Passage given:
..........

WHAT HAPPENS IN REAL-LIFE
In the world of social media, we are stimulated by this information all the time:
“Oh, Kelly got this new job!”
“Oh, Mary has so much fun in Rome.”
“Bridgit just got promoted.”
“Grace posts photos with her friends… seems that she can build great relationships.”
Our brain automatically dishes out the impulse that if they have it – there is not enough for us. Which makes us feel threatened and the logical way to work with threat is to eliminate its source. But nowadays we have unlimited opportunities for all! And if another person gets that promotion, you can do it too!
HOW CAN WE USE ENVY FOR GOOD
As a personal growth expert, I lead groups of people teaching them and helping them squeeze out the best out of all emotions, including envy.
Envy has the potential to show us what it is that we want. We do not allow ourselves to go after it. More often than not, there are fears or limiting beliefs that keep us in a negative circle.
And guess what the positive counterpart of envy is? It’s an inspiration!
We have to tell our brain that if somebody else has what we want – it merely shows us that we can have it too!
We can retrain our brain to see opportunities in the successes of other people. And when you switch your mind to be happy for other people – similar opportunities start to come your way. Fact.

..........

Required task 1: Name every person who appears in the social media examples in the passage on envy.
Required task 2: Sum up the passage on envy in two sentences.
Required task 3: Return the part of the passage on envy from "HOW CAN WE USE" to "It’s an inspiration!", copied word for word.

..........

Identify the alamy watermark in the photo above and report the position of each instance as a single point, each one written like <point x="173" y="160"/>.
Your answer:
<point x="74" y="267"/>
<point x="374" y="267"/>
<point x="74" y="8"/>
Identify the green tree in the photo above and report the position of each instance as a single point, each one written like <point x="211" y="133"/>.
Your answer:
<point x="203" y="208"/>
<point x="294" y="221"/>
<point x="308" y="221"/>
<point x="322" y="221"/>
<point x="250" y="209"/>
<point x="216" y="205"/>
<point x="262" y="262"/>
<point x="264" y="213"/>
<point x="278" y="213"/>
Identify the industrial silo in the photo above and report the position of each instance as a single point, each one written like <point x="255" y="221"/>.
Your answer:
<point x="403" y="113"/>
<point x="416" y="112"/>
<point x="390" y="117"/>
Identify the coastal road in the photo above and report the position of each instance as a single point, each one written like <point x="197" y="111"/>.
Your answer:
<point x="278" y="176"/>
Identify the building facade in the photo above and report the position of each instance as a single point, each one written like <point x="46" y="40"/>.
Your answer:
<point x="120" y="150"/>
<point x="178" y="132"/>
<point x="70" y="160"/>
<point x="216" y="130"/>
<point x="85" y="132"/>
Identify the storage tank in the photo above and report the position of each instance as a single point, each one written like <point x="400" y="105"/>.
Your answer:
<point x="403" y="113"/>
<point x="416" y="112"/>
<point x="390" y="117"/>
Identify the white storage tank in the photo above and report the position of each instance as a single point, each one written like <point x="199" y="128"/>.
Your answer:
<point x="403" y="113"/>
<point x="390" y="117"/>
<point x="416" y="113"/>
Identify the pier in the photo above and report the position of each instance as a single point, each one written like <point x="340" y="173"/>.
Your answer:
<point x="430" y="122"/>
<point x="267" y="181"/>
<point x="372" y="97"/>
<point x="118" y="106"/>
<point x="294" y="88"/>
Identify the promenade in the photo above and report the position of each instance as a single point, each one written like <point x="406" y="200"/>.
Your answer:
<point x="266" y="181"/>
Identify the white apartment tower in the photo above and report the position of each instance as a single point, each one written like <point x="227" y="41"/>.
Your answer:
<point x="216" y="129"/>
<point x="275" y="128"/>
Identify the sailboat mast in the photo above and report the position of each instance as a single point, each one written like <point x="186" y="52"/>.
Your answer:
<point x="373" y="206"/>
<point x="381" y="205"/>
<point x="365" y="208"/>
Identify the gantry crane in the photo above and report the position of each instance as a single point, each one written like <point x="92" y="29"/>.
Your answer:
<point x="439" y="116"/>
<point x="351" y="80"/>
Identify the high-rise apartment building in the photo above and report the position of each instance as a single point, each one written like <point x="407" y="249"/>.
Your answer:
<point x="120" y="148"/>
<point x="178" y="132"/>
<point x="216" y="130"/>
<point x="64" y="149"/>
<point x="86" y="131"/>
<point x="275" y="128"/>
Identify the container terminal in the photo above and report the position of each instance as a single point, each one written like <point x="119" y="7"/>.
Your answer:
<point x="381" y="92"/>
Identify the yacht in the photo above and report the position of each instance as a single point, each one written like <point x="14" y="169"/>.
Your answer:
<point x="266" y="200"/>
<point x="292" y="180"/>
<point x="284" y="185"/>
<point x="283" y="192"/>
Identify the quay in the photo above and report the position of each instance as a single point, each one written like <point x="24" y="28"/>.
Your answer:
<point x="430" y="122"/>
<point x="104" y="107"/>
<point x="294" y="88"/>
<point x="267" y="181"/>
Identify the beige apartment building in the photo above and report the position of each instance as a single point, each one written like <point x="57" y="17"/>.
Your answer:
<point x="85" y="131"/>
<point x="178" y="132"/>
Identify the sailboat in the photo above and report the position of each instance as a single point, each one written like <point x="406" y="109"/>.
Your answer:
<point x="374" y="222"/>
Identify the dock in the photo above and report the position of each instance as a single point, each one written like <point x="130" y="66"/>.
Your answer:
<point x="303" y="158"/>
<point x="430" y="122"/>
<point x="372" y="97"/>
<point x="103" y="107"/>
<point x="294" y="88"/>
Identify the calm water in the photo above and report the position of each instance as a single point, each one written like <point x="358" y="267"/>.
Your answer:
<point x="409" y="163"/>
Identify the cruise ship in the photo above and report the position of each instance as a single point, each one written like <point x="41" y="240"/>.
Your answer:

..........

Correct response 1: Kelly, Mary, Bridgit, Grace

Correct response 2: Seeing other people's successes on social media can make our brain feel threatened, as if there is not enough for us, even though today there are unlimited opportunities for all. Envy can show us what we want, and by retraining our brain to treat it as inspiration, we can see other people's successes as proof that we can have the same.

Correct response 3:
HOW CAN WE USE ENVY FOR GOOD
As a personal growth expert, I lead groups of people teaching them and helping them squeeze out the best out of all emotions, including envy.
Envy has the potential to show us what it is that we want. We do not allow ourselves to go after it. More often than not, there are fears or limiting beliefs that keep us in a negative circle.
And guess what the positive counterpart of envy is? It’s an inspiration!